= GIVEN TEXT =
Implement vector casts.

Bug swiftshader:15

Change-Id: Ie20d881be8710d2c8e8e996ae670f7f40481f13c
Reviewed-on: https://swiftshader-review.googlesource.com/7990
Reviewed-by: Nicolas Capens <capn@google.com>
Tested-by: Nicolas Capens <capn@google.com>
Reviewed-on: https://swiftshader-review.googlesource.com/8167
Reviewed-by: Alexis Hétu <sugoi@google.com>
diff --git a/src/Reactor/SubzeroReactor.cpp b/src/Reactor/SubzeroReactor.cpp
index 91a50eb..76ac3ae 100644
--- a/src/Reactor/SubzeroReactor.cpp
+++ b/src/Reactor/SubzeroReactor.cpp
@@ -2926,15 +2926,23 @@
 
 	Short4::Short4(RValue<Int> cast)
 	{
-		Value *extend = Nucleus::createZExt(cast.value, Long::getType());
-		Value *swizzle = Swizzle(RValue<Short4>(extend), 0x00).value;
+		Value *vector = loadValue();
+		Value *insert = Nucleus::createInsertElement(vector, cast.value, 0);
+		Value *swizzle = Swizzle(RValue<Short4>(insert), 0x00).value;
 
 		storeValue(swizzle);
 	}
 
 	Short4::Short4(RValue<Int4> cast)
 	{
-		assert(false && "UNIMPLEMENTED");
+		int pshufb[16] = {0, 1, 4, 5, 8, 9, 12, 13, 0, 1, 4, 5, 8, 9, 12, 13};
+		Value *byte16 = Nucleus::createBitCast(cast.value, Byte16::getType());
+		Value *packed = Nucleus::createShuffleVector(byte16, byte16, pshufb);
+
+		Value *int2 = RValue<Int2>(Int2(RValue<Int4>(packed))).value;
+		Value *short4 = Nucleus::createBitCast(int2, Short4::getType());
+
+		storeValue(short4);
 	}
 
 //	Short4::Short4(RValue<Float> cast)

= EXERCISE BRIEF =
In the commit above, which source file does the diff modify?

= Dataset rows =

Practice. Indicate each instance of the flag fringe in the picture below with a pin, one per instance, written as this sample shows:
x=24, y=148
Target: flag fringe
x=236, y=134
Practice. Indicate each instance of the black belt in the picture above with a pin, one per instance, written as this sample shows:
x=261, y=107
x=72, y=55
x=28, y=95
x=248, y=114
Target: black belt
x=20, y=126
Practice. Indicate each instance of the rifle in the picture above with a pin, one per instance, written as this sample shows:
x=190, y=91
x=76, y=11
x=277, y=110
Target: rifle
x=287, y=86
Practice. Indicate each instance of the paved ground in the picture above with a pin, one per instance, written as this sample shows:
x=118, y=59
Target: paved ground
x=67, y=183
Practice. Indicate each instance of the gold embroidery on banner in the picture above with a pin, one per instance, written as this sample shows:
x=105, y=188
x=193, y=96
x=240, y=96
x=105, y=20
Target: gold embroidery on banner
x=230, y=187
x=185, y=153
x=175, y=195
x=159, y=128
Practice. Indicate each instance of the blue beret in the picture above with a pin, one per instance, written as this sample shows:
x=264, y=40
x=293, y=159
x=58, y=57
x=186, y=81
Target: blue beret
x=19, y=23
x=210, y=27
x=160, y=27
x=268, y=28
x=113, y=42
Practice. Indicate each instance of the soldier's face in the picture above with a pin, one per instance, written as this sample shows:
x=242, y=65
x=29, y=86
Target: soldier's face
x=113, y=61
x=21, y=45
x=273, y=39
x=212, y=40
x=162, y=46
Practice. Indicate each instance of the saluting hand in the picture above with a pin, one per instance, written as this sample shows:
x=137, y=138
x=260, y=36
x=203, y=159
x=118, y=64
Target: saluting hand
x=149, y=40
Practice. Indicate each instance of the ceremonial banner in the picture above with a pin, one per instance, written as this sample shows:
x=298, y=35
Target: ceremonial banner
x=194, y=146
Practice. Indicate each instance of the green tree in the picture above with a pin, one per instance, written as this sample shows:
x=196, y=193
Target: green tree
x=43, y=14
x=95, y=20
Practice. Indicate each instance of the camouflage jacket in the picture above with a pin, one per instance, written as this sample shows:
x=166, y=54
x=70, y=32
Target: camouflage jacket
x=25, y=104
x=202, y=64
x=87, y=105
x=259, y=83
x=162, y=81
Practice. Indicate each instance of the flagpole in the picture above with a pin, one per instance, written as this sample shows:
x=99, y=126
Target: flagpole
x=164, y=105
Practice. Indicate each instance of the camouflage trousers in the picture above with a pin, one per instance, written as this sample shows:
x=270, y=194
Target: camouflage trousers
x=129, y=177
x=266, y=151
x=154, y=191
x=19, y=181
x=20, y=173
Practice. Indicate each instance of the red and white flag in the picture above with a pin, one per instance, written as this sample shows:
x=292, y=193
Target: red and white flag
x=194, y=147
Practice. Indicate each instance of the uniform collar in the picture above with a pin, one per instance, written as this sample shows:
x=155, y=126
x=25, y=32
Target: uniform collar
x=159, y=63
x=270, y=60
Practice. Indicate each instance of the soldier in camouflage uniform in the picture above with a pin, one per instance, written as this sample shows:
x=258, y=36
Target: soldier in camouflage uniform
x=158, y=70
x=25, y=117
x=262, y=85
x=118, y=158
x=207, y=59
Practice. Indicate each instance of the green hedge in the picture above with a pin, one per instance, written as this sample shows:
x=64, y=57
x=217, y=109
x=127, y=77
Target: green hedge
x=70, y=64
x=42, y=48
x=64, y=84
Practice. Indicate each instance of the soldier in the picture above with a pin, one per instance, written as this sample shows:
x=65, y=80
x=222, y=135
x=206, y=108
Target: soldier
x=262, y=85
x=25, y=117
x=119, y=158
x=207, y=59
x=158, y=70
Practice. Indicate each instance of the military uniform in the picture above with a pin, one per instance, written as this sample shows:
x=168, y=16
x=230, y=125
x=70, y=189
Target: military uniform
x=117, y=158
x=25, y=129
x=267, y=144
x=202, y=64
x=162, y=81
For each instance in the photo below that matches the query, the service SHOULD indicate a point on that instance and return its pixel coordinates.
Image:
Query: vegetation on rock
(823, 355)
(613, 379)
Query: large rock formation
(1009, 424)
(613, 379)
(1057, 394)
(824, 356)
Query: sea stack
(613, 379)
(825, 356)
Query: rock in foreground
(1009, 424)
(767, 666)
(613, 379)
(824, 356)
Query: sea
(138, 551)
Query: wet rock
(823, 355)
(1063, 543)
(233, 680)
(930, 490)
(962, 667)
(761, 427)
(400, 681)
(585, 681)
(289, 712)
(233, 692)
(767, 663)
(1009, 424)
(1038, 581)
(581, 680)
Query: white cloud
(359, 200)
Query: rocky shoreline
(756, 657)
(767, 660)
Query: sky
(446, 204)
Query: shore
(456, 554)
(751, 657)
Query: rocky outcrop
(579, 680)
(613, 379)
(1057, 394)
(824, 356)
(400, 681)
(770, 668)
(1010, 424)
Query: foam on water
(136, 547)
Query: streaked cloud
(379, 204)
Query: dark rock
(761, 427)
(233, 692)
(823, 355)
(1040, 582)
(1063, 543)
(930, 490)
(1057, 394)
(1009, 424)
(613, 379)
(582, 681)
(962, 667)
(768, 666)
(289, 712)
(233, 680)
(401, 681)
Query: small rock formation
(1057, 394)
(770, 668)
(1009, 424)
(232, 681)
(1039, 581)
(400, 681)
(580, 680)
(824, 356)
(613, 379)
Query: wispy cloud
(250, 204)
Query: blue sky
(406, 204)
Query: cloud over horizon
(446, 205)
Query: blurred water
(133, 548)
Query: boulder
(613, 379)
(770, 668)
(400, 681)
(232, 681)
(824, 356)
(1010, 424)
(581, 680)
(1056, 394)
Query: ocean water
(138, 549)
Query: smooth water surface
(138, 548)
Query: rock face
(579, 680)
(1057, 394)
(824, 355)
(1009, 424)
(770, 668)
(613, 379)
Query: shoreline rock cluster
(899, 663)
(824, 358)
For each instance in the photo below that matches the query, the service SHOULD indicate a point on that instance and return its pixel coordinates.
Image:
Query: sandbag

= ANSWER TO THIS PROBLEM =
src/Reactor/SubzeroReactor.cpp